**Excerpted text**.
Reputation: 113
I have a datatable containing thousands of rows. in the table there is a serial number column and a test number column. If a serial is tested more than one the test number increments. I need to be able to select the most recent test for each serial from my datatable and insert it into another datatable. Currently I am using this:
DataTable newdata = data.AsEnumerable().Where(x => x.Field<Int16>("Test") ==
data.AsEnumerable().Where(y => y.Field<string>("Serial") ==
x.Field<string>("SerialNumber")).Select(y =>
y.Field<Int16>("Test")).Max()).Select(x => x).CopyToDataTable();
This does do the job however as it is quite clear it is incredibly inefficient. Is there a more efficient way to select the top row of data for each serial number?
Thank you
Solution
So following on from Cam Bruce's answer I implemented the following code with a Dictionary rather than with a join:
//Get all of the serial numbers and there max test numbers
Dictionary<string, Int16> dict = data.AsEnumerable().GroupBy(x => x.Field<string>("SerialNumber")).ToDictionary(x => x.Key, x => x.Max(y => y.Field<Int16>("Test")));
//Create a datatable with only the max rows
DataTable newdata = data.AsEnumerable().Where(x => x.Field<Int16>("Test") ==
dict[x.Field<string>("SerialNumber")]).Select(x => x).CopyToDataTable();
//Clear the dictionary
dict.Clear();
Upvotes: 0
Views: 198
Reputation: 5689
This will give you each serial number, and the Max
test. You can then join that result set back to the DataTable
to get all the max rows.
var maxTest= data.AsEnumerable()
.GroupBy(g=> g.Field<string>("SerialNumber"))
.Select(d=> new
{
SerialNumber = g.Key
Test = g.Max(g.Field<Int16>("Field"))
};
var maxRows = from d in data.AsEnumerable()
join m in maxTest
on new { S = d.Field<string>("SerialNumber"), T = d.Field<Int16>("Test") }
equals new { S = m.SerialNumber, T = m.Test }
select d;
Upvotes: 1

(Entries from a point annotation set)
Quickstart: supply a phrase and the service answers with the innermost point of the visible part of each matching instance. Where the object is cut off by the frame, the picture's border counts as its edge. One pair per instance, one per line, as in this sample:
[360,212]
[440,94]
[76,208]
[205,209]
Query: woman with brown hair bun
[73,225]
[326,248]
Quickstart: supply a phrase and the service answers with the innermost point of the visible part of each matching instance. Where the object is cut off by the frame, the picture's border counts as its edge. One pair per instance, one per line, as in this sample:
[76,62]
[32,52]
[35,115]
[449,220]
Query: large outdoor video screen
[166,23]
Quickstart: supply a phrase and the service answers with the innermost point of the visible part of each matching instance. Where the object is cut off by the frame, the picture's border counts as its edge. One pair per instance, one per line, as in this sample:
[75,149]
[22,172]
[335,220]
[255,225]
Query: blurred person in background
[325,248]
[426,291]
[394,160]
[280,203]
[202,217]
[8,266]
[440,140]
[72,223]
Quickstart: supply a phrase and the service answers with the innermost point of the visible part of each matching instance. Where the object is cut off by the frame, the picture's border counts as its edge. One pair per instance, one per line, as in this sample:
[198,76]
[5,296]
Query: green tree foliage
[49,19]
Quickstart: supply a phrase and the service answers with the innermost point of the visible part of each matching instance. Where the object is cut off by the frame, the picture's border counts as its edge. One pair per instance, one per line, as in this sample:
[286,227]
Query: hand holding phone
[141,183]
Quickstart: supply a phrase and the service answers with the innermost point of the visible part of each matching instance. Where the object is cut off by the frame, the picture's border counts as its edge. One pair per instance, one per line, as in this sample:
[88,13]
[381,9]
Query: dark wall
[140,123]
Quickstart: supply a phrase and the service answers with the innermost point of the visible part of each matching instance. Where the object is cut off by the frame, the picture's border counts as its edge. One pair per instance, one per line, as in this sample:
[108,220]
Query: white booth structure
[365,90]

**Your tasks**.
1) In the thread about picking the most recent test for each serial number, which distinct strings are passed as column names to Field<...>() calls? List each one once.
2) Gather every line of the listing that contains the string "Query", matching case exactly.

**Results of the exercise**.
1)
"Test"
"Serial"
"SerialNumber"
"Field"

2)
Query: woman with brown hair bun
Query: large outdoor video screen
Query: blurred person in background
Query: green tree foliage
Query: hand holding phone
Query: dark wall
Query: white booth structure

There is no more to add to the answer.